■ SELECTED EXTRACT ■
— begin —

For your official PR campaign after you win the acoustics award. Let's steer away from vocabulary like cheap. Perhaps try " as BenScott a humble boy looking for the most economical option I came up with this unorthodox solution..." Haha, and yes 2(4ohm)= 2 or 8ohm and 2(2ohm)=4ohm or 1 ohm depending on your fancy wiring maneuvers. The same applies to dual voice coil subs as well, but I am sure you are well-versed in these super fancy wiring techniques being the award winner and all
 
For your official PR campaign after you win the acoustics award. Let's steer away from vocabulary like cheap.
I'll take that into consideration next time.. :) Replacing the factory amp is sounding like it might be the better approach..
 
How kind of you to nominate me! I guess seeking out cheap and easy solutions is unorthodox.

I was fine till we got to using old gloves as acoustical dampening. We and The Academy (and all potential passengers) are thankful that your dirty laundry hamper was devoid of Holy Socks.
 
Hey guys, have been reading the whole 16 pages of this thread and am still uncertain about wiring. 2006 LC and I have four wires coming from my stock amp to my sub. I picked up a Kicker 6 3/4” 4ohm dual voice coil sub to install. As I understand it, the original sub was around 8 ohms, which is what I want to get with the new kicker. I’ve seen diagrams of wiring in series to achieve 8 ohms from a 4ohm dvc sub, but they’re all two wire setups. Anyone know how to achieve 8 ohms with my four wire set up LC? Thanks guys…
Did you get this straightened out? I have an 05LC with stock single JBL sub and amp. I also cannot find a definitive answer on the correct ohm sub to order.
 
Let me start by saying I’ve read and searched as much as I can, and I am not an audio/electrical guy whatsoever. So in July I replaced the front speakers/tweeters and headunit with a KENWOOD. I used a metra bypass harness from crutch field and everything has been working great.
i never paid attention to the sub cause it hardly made a noise except on certain songs. Tried hooking up the Skar 6.5” 4ohm last night and I wasn’t getting anything from it.
My question is, when you bypass the amp, do you lose the function of the sub? What do I need to do to run the new sub?
 
Just got off the phone with Crutchfield. They said in my 2005 LC with JBL and nav that the factory sub is 3 ohm.
They sell a Kicker in 2 ohm and 4 ohm. He said I can switch the wiring (series vs parallel) and use the 2 ohm and it would be just slightly overloading the amp. Or leave the wiring as is and use the 4 ohm. May not be quite as efficient but should work fine and won’t put any extra load on the amp.
The depth and diameter are both very close. Might need a little trimming.
I ordered the 4 ohm. I’ll report back.
 
Just got off the phone with Crutchfield. They said in my 2005 LC with JBL and nav that the factory sub is 3 ohm.
They sell a Kicker in 2 ohm and 4 ohm. He said I can switch the wiring (series vs parallel) and use the 2 ohm and it would be just slightly overloading the amp. Or leave the wiring as is and use the 4 ohm. May not be quite as efficient but should work fine and won’t put any extra load on the amp.
The depth and diameter are both very close. Might need a little trimming.
I ordered the 4 ohm. I’ll report back.
Installed the 6.75” Kicker sub today. Fit perfectly into the housing. Had to run in 8 new screws. Didn’t work the first time I hooked it up. Based on a post in this thread I switched the polarity on one pair of wires and that did the trick. Bonus, the sub has spring loaded connectors for the wires, no crimping or soldering needed.

— end —

■ ENTRIES SUPPLIED ■
— begin —

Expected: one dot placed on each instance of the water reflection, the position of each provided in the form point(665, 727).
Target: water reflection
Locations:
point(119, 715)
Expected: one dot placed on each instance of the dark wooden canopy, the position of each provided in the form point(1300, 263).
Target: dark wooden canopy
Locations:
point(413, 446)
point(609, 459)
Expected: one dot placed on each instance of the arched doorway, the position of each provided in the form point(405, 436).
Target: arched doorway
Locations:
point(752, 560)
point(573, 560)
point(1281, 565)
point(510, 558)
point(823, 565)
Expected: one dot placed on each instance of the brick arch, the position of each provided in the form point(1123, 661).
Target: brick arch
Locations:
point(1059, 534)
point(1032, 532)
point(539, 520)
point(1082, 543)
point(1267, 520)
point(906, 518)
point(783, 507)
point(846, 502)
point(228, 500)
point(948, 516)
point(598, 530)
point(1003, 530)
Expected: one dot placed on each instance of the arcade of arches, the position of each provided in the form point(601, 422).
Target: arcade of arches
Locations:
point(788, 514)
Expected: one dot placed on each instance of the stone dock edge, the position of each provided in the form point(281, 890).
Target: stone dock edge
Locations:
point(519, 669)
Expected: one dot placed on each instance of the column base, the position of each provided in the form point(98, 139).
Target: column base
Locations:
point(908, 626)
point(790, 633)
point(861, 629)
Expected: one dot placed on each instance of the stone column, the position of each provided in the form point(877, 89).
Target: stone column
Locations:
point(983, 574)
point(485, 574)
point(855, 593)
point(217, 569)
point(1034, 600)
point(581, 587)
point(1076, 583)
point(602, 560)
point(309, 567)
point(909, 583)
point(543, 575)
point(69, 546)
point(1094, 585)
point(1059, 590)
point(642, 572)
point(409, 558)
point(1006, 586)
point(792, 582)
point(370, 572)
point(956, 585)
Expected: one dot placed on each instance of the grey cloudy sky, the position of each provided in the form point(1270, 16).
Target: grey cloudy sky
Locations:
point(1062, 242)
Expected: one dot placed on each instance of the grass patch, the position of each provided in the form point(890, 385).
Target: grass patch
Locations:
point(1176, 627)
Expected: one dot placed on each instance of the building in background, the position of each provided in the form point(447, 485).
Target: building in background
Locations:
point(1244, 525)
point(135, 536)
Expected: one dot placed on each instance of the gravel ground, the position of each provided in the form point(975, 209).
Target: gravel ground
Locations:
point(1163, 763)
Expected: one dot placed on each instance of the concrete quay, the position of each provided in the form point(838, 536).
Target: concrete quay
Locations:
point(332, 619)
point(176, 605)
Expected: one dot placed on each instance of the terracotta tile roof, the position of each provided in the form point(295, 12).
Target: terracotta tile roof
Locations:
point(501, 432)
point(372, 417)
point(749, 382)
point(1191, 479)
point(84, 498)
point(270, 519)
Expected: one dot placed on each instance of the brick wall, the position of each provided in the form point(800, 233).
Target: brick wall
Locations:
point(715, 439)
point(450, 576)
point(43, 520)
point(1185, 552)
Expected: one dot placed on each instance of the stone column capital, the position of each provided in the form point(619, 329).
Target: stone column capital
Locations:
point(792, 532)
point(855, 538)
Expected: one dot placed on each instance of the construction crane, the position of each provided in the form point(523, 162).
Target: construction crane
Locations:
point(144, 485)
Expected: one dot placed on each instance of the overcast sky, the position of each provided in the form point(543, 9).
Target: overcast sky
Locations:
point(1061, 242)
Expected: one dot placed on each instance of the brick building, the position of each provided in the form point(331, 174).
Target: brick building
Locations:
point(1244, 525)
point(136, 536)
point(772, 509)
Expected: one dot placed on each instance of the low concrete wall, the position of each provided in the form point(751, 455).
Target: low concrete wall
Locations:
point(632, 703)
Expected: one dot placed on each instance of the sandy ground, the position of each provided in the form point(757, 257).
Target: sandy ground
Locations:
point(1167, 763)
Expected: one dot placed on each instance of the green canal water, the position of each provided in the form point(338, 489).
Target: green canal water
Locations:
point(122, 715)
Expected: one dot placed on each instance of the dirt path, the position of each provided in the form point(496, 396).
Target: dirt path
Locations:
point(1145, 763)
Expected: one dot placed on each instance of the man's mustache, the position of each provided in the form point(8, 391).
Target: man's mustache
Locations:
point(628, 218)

— end —

■ WHAT IS ASKED ■
Retype the part of the subwoofer thread that begins with the words "i never paid" and ends with "anything from it.". The records have no connection to the subwoofer thread.

■ RESULT OF THE TASK ■
i never paid attention to the sub cause it hardly made a noise except on certain songs. Tried hooking up the Skar 6.5” 4ohm last night and I wasn’t getting anything from it.